Object point labels:
——————————

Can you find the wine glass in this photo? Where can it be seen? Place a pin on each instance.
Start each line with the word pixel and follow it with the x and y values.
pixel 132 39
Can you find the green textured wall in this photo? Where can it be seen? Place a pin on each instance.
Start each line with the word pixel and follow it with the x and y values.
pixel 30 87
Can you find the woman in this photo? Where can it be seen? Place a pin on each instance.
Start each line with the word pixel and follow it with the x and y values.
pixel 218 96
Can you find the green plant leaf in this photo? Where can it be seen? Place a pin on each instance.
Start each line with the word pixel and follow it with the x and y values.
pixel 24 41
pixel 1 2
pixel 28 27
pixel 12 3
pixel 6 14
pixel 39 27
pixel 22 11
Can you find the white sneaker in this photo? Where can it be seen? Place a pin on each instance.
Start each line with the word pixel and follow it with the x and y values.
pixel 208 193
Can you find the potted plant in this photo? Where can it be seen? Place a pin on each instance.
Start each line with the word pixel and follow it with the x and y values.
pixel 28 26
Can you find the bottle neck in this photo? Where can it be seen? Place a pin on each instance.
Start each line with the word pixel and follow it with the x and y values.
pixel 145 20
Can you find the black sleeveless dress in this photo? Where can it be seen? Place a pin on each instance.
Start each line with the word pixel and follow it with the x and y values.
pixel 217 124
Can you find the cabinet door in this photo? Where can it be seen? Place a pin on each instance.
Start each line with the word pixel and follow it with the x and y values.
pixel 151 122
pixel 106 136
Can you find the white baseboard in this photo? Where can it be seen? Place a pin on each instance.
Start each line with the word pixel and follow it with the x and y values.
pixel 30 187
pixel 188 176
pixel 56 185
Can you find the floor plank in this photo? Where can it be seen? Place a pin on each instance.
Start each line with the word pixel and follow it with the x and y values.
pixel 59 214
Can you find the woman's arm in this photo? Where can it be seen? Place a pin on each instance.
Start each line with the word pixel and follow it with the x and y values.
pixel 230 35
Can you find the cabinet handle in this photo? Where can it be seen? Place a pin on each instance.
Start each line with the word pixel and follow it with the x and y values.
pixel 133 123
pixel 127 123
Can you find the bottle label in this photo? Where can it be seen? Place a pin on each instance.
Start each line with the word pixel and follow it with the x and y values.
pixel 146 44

——————————

[Work to complete] Reproduce every line above without error.

[Result below]
Can you find the wine glass in this photo? Where can it be seen? Place a pin on each instance.
Start each line with the word pixel and follow it with the x and y values.
pixel 132 39
Can you find the green textured wall in this photo? Where can it be seen? Place a pin on each instance.
Start each line with the word pixel and follow it with the x and y values.
pixel 30 87
Can you find the woman in this photo? Where can it be seen? Place a pin on each instance.
Start each line with the word pixel and follow it with the x and y values.
pixel 218 96
Can you find the green plant leaf in this photo? Where can it be seen? Place a pin on each instance.
Start each line with the word pixel and follow it with the x and y values.
pixel 24 41
pixel 1 2
pixel 28 27
pixel 12 3
pixel 6 14
pixel 39 27
pixel 22 11
Can you find the white sneaker in this photo? Where can it be seen? Place a pin on each instance.
Start each line with the word pixel and follow it with the x and y values.
pixel 208 193
Can you find the potted plant in this photo? Where can it be seen? Place a pin on each instance.
Start each line with the word pixel and follow it with the x and y values.
pixel 28 26
Can you find the bottle neck in this photo? Where can it be seen? Place a pin on each instance.
Start each line with the word pixel and follow it with the x and y values.
pixel 145 20
Can you find the black sleeveless dress in this photo? Where can it be seen? Place a pin on each instance.
Start each line with the word pixel and follow it with the x and y values.
pixel 217 124
Can you find the cabinet door in this photo? Where can it be seen? Place a pin on each instance.
Start each line with the word pixel and follow it with the x and y values.
pixel 151 122
pixel 106 136
Can you find the white baseboard in this photo? Where can it be seen? Place a pin on each instance.
Start each line with the word pixel and follow it with the x and y values.
pixel 30 187
pixel 188 176
pixel 56 185
Can you find the floor plank in this photo? Where can it be seen? Place a pin on each instance.
Start each line with the word pixel and follow it with the x and y values.
pixel 59 214
Can you find the woman's arm in this photo? Where can it be seen? Place a pin on each instance.
Start each line with the word pixel and follow it with the x and y values.
pixel 230 35
Can you find the cabinet handle in this photo? Where can it be seen? Place a pin on each instance.
Start each line with the word pixel and follow it with the x and y values.
pixel 133 123
pixel 127 123
Can you find the bottle label in this photo? Where can it be seen? Place a pin on each instance.
Start each line with the word pixel and follow it with the x and y values.
pixel 146 44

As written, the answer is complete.